LIST OF TASKS »
- A) Name every person the excerpt on pretribulationism mentions by name.
- B) Repeat the excerpt on pretribulationism word for word, from "These early futurists" to "an apostate Christianity.".

SELECTED TEXT »

══════════

These early futurists followed a pattern of prophetic events similar to that found in the early fathers, with the necessary exception that Rome was not the final kingdom. In fact they appeal to the fathers against the popular historical interpretation for support of their basic view. A pretribulation rapture is utterly unknown by these men, and while Israel is to be restored, the Gospel which Israel will preach in the millennium is the Gospel of grace, and those who are saved are included in the Church. The Tribuulation concerns both Israel and the Church; in fact, it will be the time of testing an apostate Christianity.
The Rise of Pretribulationism
A second out-growth of the prophetic awakening of the early nineteenth century was Darbyism, or Dispensationalism, which had its birth within the Plymouth Brethren movement. A pretribulation rapture is an essential element of this system. The Brethren movement had its beginnings in Dublin in 1825 when a small group of earnest men, dissatisfied with the spiritual condition of the Protestant church in Ireland, met for prayer and fellowship. Soon others joined the fellowship and other similar groups sprang up. In 1827, J. N. Darby entered the fellowship. Although there was an interest from the start in prophetic truth, the center of emphasis was "The Nature and Unity of the Church of Christ" (the title of Darby's first tract) in reaction to the deadness and formalism of the organized church and the ordained ministry. Outstanding among the new groups which arose in Ireland and England was the fellowship in Plymouth, from which the movement derived its name. Leader of the Plymouth fellowship for many years was B. W. Newton, a man of considerable learning and scholarship. Two other outstanding Brethren were S. P. Tregelles, recognized by the entire world of Biblical scholarship for his contribution to the study of the history of the Greek text of the New Testament, and George Muller, the great man of prayer.

══════════

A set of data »
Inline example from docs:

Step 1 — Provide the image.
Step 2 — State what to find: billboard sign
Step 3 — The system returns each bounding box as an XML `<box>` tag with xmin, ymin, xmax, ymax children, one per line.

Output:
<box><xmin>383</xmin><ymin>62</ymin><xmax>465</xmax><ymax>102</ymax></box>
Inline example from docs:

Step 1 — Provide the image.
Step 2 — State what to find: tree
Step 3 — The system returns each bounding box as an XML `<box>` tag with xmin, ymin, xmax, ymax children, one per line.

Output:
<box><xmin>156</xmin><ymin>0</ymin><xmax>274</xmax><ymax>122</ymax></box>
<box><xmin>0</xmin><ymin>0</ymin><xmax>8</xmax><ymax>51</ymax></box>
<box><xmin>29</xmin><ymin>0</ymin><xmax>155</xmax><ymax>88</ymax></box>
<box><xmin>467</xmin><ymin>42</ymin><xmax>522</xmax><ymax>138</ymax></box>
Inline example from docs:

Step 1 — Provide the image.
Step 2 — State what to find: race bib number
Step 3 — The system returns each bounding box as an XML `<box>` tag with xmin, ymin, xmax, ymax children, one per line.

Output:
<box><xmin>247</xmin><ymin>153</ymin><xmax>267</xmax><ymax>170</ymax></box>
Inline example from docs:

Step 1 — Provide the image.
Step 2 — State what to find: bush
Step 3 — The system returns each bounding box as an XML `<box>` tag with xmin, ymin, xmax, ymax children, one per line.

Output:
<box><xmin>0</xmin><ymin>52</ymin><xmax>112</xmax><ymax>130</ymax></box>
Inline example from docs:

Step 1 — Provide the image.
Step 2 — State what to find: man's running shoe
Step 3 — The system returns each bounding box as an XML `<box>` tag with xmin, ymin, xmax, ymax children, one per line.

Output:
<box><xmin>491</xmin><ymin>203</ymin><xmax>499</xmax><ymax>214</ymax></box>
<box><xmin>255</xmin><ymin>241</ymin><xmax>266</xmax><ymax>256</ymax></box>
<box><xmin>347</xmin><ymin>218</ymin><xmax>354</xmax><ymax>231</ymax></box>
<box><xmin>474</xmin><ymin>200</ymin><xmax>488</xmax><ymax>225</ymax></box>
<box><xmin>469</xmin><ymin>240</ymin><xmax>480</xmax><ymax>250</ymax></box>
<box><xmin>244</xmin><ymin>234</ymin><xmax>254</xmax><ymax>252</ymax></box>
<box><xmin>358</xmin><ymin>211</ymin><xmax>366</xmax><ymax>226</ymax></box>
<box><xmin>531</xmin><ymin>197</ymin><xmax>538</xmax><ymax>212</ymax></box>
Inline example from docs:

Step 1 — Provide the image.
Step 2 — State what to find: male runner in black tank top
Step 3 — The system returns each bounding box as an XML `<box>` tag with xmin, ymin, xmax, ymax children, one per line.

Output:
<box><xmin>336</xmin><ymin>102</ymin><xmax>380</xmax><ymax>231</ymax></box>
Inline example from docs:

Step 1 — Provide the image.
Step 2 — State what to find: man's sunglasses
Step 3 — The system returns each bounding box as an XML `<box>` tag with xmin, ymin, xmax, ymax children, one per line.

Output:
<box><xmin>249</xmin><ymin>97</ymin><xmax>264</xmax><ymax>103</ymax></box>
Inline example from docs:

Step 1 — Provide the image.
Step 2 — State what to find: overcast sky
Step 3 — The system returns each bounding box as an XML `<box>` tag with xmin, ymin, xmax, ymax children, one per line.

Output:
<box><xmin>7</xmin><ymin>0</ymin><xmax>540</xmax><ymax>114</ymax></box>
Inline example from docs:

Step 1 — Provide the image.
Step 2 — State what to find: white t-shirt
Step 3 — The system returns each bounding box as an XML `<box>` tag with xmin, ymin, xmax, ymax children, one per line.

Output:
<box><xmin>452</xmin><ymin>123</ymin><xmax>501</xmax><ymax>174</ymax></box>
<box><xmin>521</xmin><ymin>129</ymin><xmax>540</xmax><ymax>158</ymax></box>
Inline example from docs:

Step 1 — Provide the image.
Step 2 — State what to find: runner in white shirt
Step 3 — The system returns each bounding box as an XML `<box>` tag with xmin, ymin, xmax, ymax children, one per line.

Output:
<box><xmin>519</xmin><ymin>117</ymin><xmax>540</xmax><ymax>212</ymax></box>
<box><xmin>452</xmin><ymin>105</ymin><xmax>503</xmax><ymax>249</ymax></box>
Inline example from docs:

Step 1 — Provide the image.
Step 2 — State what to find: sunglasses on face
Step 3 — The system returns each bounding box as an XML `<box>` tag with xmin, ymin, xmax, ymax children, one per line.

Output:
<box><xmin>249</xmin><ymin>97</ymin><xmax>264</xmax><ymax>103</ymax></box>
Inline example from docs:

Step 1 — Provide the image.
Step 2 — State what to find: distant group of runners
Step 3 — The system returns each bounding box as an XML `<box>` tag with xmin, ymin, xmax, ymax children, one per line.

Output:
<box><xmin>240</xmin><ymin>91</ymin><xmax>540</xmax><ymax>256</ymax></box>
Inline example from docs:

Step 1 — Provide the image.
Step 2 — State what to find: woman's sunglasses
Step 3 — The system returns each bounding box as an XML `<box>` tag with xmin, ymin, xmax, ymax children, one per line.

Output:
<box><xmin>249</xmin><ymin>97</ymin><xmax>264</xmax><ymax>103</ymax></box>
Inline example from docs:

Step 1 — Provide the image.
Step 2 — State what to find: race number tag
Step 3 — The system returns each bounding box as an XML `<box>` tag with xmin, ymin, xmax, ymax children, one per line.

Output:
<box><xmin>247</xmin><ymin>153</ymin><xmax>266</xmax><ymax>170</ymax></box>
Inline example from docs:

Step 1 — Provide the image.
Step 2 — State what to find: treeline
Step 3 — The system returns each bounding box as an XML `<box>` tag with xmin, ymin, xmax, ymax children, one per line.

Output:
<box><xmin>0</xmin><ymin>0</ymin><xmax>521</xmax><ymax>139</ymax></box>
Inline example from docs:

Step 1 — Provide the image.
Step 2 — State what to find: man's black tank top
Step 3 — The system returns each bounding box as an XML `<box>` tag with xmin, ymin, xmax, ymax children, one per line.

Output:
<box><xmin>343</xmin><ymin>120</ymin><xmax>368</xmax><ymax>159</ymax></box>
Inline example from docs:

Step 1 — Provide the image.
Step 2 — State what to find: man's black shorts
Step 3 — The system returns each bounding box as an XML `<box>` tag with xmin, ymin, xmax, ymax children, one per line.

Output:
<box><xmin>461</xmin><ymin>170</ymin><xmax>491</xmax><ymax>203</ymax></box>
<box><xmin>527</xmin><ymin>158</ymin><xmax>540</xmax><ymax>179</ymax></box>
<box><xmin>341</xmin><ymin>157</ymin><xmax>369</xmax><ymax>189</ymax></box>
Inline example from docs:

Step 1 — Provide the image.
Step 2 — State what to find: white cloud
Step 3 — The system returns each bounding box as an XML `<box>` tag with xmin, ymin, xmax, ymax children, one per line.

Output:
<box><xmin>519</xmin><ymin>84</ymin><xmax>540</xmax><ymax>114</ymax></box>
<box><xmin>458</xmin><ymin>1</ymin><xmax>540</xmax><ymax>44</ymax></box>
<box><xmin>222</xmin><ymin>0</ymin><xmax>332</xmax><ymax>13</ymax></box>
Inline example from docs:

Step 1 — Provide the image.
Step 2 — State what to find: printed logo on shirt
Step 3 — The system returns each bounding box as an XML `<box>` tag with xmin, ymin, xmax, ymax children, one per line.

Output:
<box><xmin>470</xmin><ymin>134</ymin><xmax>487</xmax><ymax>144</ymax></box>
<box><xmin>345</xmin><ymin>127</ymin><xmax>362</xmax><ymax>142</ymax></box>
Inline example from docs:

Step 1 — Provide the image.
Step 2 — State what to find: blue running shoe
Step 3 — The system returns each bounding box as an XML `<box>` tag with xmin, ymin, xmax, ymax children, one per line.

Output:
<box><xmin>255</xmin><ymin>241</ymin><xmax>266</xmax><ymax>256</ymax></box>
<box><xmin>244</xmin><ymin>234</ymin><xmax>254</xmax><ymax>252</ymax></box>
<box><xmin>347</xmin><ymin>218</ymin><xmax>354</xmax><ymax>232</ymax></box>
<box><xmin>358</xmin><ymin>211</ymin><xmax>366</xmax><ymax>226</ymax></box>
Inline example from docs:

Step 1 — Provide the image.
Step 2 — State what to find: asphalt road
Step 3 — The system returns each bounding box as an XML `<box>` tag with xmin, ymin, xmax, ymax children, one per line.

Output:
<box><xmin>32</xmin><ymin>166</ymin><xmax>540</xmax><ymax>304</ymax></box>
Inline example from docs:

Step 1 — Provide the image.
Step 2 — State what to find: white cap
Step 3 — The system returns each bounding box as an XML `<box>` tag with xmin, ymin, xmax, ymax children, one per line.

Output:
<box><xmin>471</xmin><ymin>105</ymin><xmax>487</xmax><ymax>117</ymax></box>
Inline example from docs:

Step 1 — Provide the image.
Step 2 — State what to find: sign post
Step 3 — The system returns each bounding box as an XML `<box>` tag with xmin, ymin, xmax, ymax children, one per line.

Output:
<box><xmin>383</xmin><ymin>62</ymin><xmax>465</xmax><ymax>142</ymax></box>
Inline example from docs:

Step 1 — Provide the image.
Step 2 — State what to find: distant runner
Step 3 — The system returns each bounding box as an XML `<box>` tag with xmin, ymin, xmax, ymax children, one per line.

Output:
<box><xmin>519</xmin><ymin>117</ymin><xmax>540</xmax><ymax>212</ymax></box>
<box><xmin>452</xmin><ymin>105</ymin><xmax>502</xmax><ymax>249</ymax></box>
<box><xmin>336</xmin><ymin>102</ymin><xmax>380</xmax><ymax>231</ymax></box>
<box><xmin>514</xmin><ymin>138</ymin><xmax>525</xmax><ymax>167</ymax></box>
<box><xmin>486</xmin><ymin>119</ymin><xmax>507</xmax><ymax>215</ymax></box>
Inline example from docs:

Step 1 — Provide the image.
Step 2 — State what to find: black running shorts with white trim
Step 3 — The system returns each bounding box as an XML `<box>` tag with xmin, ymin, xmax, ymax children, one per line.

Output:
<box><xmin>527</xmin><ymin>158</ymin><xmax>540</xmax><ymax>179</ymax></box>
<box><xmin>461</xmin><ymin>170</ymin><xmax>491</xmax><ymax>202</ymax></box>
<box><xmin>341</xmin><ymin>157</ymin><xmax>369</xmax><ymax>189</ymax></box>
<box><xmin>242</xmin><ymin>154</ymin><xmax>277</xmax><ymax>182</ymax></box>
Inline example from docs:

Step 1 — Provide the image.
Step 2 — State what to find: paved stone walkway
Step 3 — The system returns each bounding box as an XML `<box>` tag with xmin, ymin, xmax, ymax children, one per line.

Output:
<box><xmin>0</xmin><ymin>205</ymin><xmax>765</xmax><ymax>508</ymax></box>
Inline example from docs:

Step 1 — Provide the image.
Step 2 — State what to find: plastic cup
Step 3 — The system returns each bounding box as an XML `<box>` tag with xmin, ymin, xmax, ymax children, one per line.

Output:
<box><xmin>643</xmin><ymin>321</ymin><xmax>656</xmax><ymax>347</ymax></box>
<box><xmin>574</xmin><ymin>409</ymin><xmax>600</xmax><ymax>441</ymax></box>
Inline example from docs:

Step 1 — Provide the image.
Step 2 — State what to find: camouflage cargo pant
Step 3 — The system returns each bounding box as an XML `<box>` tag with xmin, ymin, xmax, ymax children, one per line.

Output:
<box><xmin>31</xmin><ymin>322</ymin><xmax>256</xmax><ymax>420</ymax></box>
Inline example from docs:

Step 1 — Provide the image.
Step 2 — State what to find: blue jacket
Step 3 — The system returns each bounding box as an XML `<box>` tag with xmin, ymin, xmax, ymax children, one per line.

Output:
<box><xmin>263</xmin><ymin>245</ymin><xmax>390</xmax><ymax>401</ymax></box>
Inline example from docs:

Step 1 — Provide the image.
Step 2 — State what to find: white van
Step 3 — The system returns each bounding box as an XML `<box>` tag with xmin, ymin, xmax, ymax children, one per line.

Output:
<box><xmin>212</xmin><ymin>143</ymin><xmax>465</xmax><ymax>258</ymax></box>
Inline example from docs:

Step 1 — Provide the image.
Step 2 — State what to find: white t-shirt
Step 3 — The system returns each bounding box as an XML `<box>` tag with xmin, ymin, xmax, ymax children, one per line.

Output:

══════════

SOLUTION LIST »
- A) J. N. Darby, B. W. Newton, S. P. Tregelles, George Muller

- B)
These early futurists followed a pattern of prophetic events similar to that found in the early fathers, with the necessary exception that Rome was not the final kingdom. In fact they appeal to the fathers against the popular historical interpretation for support of their basic view. A pretribulation rapture is utterly unknown by these men, and while Israel is to be restored, the Gospel which Israel will preach in the millennium is the Gospel of grace, and those who are saved are included in the Church. The Tribuulation concerns both Israel and the Church; in fact, it will be the time of testing an apostate Christianity.